---------- PROVIDED RECORDS

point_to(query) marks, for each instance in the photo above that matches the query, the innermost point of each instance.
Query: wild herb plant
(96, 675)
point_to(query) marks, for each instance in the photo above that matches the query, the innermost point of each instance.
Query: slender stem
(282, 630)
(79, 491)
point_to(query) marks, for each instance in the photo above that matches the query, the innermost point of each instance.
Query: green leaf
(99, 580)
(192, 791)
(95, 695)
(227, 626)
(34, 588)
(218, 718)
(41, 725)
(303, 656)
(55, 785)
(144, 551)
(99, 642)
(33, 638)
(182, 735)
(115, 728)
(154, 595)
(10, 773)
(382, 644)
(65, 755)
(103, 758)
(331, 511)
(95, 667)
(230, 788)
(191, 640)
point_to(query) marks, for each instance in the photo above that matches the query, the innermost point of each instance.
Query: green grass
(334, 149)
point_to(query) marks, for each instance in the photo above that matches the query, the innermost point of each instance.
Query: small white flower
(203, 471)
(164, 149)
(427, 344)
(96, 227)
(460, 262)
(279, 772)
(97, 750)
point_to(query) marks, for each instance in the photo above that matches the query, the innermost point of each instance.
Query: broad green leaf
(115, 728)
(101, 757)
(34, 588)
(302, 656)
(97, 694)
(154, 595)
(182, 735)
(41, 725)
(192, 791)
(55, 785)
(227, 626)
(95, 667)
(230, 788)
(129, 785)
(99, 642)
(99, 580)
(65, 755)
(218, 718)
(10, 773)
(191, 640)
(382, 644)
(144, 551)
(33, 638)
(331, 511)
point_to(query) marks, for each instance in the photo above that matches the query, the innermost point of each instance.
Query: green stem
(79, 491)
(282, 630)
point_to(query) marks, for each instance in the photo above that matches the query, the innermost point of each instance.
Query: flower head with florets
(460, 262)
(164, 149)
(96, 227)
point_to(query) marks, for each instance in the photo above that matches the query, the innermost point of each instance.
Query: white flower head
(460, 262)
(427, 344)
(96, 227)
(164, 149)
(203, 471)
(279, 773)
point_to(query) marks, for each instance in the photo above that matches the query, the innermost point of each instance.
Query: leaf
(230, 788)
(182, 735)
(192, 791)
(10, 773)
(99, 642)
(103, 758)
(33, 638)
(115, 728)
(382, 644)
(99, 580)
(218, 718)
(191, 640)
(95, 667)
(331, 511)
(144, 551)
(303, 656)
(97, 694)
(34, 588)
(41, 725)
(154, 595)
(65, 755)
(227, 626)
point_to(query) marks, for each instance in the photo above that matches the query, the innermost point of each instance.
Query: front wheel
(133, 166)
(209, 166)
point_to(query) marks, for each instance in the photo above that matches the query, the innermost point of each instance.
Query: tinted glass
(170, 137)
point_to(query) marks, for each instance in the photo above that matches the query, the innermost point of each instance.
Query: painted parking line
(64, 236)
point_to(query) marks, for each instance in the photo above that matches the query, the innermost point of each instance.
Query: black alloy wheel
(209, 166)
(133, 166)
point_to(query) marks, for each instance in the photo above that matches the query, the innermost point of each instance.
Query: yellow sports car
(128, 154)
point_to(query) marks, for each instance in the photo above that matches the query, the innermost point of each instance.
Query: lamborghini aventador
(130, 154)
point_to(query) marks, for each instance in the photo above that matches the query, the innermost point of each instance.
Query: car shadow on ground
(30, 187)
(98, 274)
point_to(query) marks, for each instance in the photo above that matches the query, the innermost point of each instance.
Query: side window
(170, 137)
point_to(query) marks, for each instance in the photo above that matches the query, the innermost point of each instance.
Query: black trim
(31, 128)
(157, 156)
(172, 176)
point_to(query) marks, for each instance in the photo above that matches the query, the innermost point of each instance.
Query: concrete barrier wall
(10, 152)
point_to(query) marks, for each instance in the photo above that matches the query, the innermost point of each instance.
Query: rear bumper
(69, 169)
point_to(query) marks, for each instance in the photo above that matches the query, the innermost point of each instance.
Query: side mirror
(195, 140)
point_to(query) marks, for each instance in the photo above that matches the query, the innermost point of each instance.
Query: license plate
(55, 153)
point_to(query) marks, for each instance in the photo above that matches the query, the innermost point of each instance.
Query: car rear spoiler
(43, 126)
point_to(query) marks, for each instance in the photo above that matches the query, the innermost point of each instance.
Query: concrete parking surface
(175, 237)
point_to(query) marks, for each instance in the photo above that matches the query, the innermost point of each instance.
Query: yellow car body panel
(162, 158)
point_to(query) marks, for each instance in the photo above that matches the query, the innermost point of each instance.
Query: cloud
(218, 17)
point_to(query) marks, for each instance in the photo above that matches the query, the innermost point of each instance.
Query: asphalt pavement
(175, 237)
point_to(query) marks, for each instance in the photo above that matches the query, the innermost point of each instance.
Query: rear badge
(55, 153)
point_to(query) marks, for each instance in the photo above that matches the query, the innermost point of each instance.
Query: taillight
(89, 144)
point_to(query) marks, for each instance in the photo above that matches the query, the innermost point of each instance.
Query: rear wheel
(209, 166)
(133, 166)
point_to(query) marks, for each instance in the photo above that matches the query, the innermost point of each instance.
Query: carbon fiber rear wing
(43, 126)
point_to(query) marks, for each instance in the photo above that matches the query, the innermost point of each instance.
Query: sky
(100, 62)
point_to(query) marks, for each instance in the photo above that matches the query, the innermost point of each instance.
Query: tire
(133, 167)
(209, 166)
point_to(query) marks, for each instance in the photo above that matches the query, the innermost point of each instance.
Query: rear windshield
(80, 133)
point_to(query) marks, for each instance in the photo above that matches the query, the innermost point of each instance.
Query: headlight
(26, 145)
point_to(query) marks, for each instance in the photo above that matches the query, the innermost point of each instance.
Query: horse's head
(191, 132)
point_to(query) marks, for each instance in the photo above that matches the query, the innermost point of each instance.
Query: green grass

--------------------

PROBLEM DETAILS:
Output all entries exactly as given above.

RESULT OF THIS EXERCISE:
point_to(query) marks, for each instance in the photo above that matches the query, the innermost point of each instance.
Query: wild herb plant
(96, 675)
point_to(query) marks, for each instance in the photo above that matches the query, the innermost point of each instance.
Query: slender stem
(282, 630)
(79, 491)
point_to(query) marks, for each instance in the photo above that matches the query, the innermost point of each instance.
Query: green leaf
(99, 580)
(192, 791)
(95, 695)
(227, 626)
(34, 588)
(218, 718)
(41, 725)
(303, 656)
(55, 785)
(144, 551)
(99, 642)
(33, 638)
(182, 735)
(115, 728)
(154, 595)
(10, 773)
(382, 644)
(65, 755)
(103, 758)
(331, 511)
(95, 667)
(230, 788)
(191, 640)
point_to(query) marks, for each instance in the photo above that matches the query, the innermost point of each instance.
Query: green grass
(334, 149)
point_to(query) marks, for each instance in the photo above that matches the query, the innermost point of each instance.
Query: small white flower
(203, 471)
(164, 149)
(427, 344)
(96, 227)
(460, 262)
(279, 772)
(97, 750)
point_to(query) marks, for each instance in the photo above that matches the query, the innermost point of each instance.
Query: broad green leaf
(115, 728)
(101, 757)
(34, 588)
(302, 656)
(97, 694)
(154, 595)
(182, 735)
(41, 725)
(192, 791)
(55, 785)
(227, 626)
(95, 667)
(230, 788)
(129, 785)
(99, 642)
(99, 580)
(65, 755)
(218, 718)
(10, 773)
(191, 640)
(382, 644)
(144, 551)
(33, 638)
(331, 511)
point_to(query) marks, for each instance in the photo above that matches the query, the innermost point of each instance.
Query: green stem
(79, 491)
(282, 630)
point_to(query) marks, for each instance in the photo above that matches the query, the innermost point of each instance.
Query: flower head with florets
(460, 262)
(164, 149)
(96, 227)
point_to(query) marks, for each instance in the photo above that matches the query, the innermost point of each instance.
Query: white flower head
(460, 262)
(427, 344)
(96, 227)
(164, 149)
(203, 471)
(279, 773)
point_to(query) marks, for each instance in the photo above that matches the query, the innermost point of each instance.
Query: leaf
(230, 788)
(182, 735)
(192, 791)
(10, 773)
(99, 642)
(103, 758)
(33, 638)
(115, 728)
(382, 644)
(99, 580)
(218, 718)
(191, 640)
(95, 667)
(331, 511)
(144, 551)
(303, 656)
(97, 694)
(34, 588)
(41, 725)
(154, 595)
(65, 755)
(227, 626)
point_to(query) marks, for each instance in the photo above that matches the query, the innermost point of each instance.
Query: front wheel
(133, 166)
(209, 166)
point_to(query) marks, for each instance in the photo above that matches the query, the innermost point of each instance.
Query: tinted glass
(170, 137)
point_to(query) marks, for each instance in the photo above that matches the query, the innermost point of each instance.
Query: painted parking line
(64, 236)
point_to(query) marks, for each instance in the photo above that matches the query, the innermost point of each instance.
Query: black alloy wheel
(209, 166)
(133, 166)
point_to(query) marks, for each instance in the photo above that matches the query, the innermost point of each instance.
Query: yellow sports car
(128, 154)
point_to(query) marks, for each instance in the photo above that matches the query, the innermost point of each instance.
Query: lamborghini aventador
(130, 154)
point_to(query) marks, for each instance in the photo above that matches the query, the innermost point of each instance.
Query: car shadow on ground
(30, 187)
(98, 274)
point_to(query) marks, for each instance in the photo above that matches the query, the innermost point of each instance.
Query: side window
(170, 137)
point_to(query) marks, for each instance in the photo above that matches the query, the innermost point of each instance.
Query: black trim
(31, 128)
(157, 156)
(172, 176)
point_to(query) marks, for each instance in the photo above that matches the query, the innermost point of each instance.
Query: concrete barrier wall
(10, 152)
point_to(query) marks, for each instance in the photo above that matches the query, the innermost point of each instance.
Query: rear bumper
(69, 169)
point_to(query) marks, for each instance in the photo above that matches the query, the innermost point of each instance.
Query: side mirror
(195, 140)
point_to(query) marks, for each instance in the photo above that matches the query, the innermost point of each instance.
Query: license plate
(55, 153)
point_to(query) marks, for each instance in the photo above that matches the query, the innermost point of each instance.
Query: car rear spoiler
(43, 126)
point_to(query) marks, for each instance in the photo above that matches the query, the innermost point of each instance.
Query: concrete parking surface
(175, 237)
point_to(query) marks, for each instance in the photo above that matches the query, the innermost point of each instance.
Query: yellow car body panel
(162, 158)
point_to(query) marks, for each instance in the photo above that matches the query, the innermost point of each instance.
Query: cloud
(218, 17)
point_to(query) marks, for each instance in the photo above that matches the query, the innermost point of each instance.
Query: asphalt pavement
(175, 237)
point_to(query) marks, for each instance in the photo above that matches the query, the innermost point of each instance.
Query: rear badge
(55, 153)
point_to(query) marks, for each instance in the photo above that matches the query, the innermost point of each instance.
Query: taillight
(89, 144)
point_to(query) marks, for each instance in the photo above that matches the query, the innermost point of each instance.
Query: rear wheel
(209, 166)
(133, 166)
point_to(query) marks, for each instance in the photo above that matches the query, the innermost point of each instance.
Query: carbon fiber rear wing
(43, 126)
point_to(query) marks, for each instance in the photo above that matches the query, the innermost point of each instance.
Query: sky
(100, 62)
point_to(query) marks, for each instance in the photo above that matches the query, the innermost point of each instance.
Query: tire
(133, 167)
(209, 166)
point_to(query) marks, for each instance in the photo above that matches the query, the innermost point of each instance.
Query: rear windshield
(80, 133)
point_to(query) marks, for each instance in the photo above that matches the query, the innermost point of each instance.
Query: headlight
(26, 145)
point_to(query) marks, for each instance in the photo above that matches the query, the innermost point of each instance.
Query: horse's head
(191, 132)
point_to(query) marks, for each instance in the photo above that matches the query, the innermost point of each instance.
Query: green grass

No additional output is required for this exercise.